About
I am a Research Scientist at ByteDance Seed working on post-training and large-scale RL for LLMs. I received my Ph.D. in EECS from UC Berkeley (Dec 2024), where I had the privilege of being advised by Prof. Anca Dragan in the InterACT Lab. Before Berkeley I was at Stanford (class of 2018), where I was fortunate to work with Amir Zamir, Silvio Savarese, and Dorsa Sadigh at SVL and ILIAD.
I'm interested in making digital and physical agents more powerful, reliable, and safely aligned. Currently I'm focused on agentic systems, reasoning models, efficient large language models, and RL with verifiable rewards (RLVR). At ByteDance Seed I've contributed to Seed-OSS and the Seed-Thinking series (v1.5, v1.6, v2.0, and beyond 👀).
During my Ph.D., I worked on the safety of human–robot systems from three angles: (1) causal confusion — how learned reward models latch onto spurious correlates of human preference, and how to diagnose it; (2) adversarial perturbations — quantifying robustness of assistive policies along a natural–adversarial frontier; and (3) steerability — making model behavior controllable and personalizable at inference time without retraining.
_ _ _ _
Check your understanding:
a: Rewrite the About section between "During my Ph.D., I" and "time without retraining.", inclusive, replacing "robustness" with "resilience".
b: Take the About section further from its final sentence.
_ _ _ _
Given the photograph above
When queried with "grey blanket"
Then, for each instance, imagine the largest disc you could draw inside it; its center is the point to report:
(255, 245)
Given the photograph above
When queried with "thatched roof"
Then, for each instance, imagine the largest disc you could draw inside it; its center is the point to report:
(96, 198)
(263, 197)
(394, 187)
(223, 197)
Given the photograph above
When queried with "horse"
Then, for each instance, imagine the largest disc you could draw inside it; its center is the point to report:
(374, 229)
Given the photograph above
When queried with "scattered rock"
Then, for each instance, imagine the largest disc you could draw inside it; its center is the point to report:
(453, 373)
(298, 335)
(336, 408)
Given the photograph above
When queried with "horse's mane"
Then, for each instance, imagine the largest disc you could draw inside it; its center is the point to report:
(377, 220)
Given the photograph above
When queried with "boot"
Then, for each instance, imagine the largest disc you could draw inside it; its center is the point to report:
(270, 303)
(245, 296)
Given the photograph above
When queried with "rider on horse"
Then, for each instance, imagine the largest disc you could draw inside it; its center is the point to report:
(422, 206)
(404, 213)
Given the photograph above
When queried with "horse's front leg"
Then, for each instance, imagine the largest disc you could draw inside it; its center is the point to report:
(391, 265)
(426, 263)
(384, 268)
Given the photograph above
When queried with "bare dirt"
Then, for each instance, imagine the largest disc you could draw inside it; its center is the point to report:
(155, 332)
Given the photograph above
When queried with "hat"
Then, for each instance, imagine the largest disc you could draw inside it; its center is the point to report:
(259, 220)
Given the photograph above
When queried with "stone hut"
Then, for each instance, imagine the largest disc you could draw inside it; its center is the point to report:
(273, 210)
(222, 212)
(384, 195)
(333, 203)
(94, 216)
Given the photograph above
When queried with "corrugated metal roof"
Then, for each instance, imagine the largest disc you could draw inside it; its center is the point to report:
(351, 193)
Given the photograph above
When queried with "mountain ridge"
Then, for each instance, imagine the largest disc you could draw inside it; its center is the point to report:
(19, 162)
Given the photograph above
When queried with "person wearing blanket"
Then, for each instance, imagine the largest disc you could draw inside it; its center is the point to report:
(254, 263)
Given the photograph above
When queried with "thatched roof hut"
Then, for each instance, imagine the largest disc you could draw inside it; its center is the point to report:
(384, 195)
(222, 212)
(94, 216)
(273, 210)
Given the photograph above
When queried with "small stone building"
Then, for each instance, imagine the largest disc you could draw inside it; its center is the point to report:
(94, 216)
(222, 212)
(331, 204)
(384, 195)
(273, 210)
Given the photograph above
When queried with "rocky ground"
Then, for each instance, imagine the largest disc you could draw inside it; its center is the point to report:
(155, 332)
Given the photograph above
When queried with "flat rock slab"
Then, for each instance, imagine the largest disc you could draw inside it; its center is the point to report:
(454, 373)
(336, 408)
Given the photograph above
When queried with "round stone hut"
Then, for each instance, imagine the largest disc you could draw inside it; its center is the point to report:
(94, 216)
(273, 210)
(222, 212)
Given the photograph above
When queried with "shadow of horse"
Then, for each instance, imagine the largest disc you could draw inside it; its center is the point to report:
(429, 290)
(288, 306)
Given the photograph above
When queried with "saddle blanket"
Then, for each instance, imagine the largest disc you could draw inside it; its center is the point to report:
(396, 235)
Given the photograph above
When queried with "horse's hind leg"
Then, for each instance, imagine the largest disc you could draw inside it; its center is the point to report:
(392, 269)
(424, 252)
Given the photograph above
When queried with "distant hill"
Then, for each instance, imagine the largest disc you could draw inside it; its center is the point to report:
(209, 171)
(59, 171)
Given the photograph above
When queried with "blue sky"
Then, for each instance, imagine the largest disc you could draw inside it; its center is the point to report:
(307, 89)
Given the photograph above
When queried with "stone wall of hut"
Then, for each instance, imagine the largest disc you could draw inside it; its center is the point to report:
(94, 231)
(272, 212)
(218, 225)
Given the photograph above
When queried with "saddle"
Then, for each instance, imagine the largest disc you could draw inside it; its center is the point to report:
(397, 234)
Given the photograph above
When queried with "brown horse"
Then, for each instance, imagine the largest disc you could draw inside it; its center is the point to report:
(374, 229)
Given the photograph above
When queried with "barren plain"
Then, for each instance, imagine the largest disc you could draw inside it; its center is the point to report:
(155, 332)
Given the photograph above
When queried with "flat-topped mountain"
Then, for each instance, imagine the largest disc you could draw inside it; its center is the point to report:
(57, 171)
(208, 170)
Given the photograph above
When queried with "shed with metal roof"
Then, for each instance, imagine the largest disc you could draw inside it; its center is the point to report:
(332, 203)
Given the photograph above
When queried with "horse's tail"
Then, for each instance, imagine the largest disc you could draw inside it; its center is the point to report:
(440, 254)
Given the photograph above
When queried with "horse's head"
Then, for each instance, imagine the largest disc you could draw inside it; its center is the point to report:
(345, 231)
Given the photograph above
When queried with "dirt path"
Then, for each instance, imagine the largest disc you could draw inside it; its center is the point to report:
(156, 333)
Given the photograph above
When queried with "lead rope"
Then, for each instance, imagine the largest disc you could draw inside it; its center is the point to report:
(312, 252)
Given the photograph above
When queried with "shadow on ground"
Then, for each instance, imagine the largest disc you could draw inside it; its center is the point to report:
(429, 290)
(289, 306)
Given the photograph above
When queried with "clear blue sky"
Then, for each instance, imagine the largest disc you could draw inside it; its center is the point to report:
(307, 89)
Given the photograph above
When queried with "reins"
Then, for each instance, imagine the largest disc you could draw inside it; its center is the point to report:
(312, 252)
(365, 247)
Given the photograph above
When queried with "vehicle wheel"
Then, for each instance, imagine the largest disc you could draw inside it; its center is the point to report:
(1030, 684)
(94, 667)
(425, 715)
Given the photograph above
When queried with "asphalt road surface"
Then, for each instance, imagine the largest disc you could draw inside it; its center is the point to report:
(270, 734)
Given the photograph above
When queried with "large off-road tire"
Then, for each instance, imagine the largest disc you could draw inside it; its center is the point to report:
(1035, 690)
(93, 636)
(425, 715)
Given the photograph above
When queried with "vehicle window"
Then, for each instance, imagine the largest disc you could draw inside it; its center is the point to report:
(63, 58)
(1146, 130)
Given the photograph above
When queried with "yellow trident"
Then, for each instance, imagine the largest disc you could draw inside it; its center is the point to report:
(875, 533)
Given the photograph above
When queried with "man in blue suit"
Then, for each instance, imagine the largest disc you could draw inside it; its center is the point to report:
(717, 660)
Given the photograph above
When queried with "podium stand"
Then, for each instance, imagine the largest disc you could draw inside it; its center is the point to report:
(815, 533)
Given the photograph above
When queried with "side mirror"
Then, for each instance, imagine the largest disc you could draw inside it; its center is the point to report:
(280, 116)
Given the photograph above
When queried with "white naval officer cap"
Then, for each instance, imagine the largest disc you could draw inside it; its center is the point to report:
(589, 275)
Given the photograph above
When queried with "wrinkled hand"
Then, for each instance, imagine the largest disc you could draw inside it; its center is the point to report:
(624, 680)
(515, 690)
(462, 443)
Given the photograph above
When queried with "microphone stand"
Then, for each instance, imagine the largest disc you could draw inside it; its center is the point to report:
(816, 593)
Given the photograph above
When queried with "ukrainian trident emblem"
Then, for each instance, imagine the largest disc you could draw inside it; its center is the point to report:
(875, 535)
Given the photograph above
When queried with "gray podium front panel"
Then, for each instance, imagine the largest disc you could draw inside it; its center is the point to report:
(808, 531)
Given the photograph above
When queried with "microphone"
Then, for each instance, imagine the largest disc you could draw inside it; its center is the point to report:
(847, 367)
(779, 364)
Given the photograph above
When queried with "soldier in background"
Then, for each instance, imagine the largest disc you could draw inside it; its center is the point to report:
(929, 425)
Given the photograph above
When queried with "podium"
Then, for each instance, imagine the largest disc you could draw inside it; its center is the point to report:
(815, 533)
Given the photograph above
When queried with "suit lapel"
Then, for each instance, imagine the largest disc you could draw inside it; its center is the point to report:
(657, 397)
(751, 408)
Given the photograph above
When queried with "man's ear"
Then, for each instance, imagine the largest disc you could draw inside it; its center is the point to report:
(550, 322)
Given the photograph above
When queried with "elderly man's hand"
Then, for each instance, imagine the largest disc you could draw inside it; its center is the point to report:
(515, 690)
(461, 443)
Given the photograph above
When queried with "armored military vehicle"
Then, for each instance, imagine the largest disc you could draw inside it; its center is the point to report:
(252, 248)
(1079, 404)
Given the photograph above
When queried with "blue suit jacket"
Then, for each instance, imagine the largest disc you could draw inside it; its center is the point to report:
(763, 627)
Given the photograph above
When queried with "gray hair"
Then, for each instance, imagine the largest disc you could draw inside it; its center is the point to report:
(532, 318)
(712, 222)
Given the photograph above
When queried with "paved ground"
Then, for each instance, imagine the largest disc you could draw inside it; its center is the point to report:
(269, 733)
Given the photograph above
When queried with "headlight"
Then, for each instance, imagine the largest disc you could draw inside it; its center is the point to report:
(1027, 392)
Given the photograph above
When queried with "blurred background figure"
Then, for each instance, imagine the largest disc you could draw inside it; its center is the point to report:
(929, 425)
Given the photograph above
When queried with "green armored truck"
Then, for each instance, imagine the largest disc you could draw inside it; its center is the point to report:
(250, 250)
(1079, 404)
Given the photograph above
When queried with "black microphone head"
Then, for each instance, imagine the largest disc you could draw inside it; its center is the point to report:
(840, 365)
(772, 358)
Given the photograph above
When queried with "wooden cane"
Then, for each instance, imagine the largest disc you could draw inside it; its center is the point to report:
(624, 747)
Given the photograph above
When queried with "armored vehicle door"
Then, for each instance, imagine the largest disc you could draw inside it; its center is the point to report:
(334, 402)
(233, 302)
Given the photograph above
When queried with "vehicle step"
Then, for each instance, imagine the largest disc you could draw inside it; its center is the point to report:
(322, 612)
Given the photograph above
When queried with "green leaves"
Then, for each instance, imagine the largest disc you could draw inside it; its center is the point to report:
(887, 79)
_ _ _ _
Responses in order:
a:
During my Ph.D., I worked on the safety of human–robot systems from three angles: (1) causal confusion — how learned reward models latch onto spurious correlates of human preference, and how to diagnose it; (2) adversarial perturbations — quantifying resilience of assistive policies along a natural–adversarial frontier; and (3) steerability — making model behavior controllable and personalizable at inference time without retraining.

b:
Publications
Full list on Google Scholar · * indicates equal contribution
- 2026 Seed 2.0: Next-Generation Foundation Model Tech Report [overview]
- 2025 Seed-OSS: Open-Source Foundation Models Tech Report [code] [models]
- 2025 Seed1.6: Adaptive Thinking and Multimodal Reasoning Tech Report [overview] [tech blog]
- 2025 Context Steering: Controllable Personalization at Inference Time ICLR 2025
- 2025 Seed1.5-Thinking: Advancing Superb Reasoning Models with Reinforcement Learning Tech Report [arXiv] [code]
- 2023 Quantifying Assistive Robustness Via the Natural-Adversarial Frontier CoRL 2023
- 2023 Causal Confusion and Reward Misidentification in Preference-Based Reward Learning ICLR 2023
- 2022 Learning Representations that Enable Generalization in Assistive Tasks CoRL 2022
- 2021 Assisted Robust Reward Design CoRL 2021
- 2019 3D Scene Graph: A Structure for Unified Semantics, 3D Space, and Camera ICCV 2019 [website] [code] [paper]
- 2018 Gibson Env: Real-World Perception for Embodied Agents CVPR 2018 (Spotlight) [website] [code] [paper]
Selected Projects
- Gibson Environment Co-led the development of a simulation platform for real-world active perception. Recipient of the 2018 NVIDIA Pioneering Research Award.
- ThingPedia Open-source platform for a personalized Internet of Things, with Prof. Monica Lam.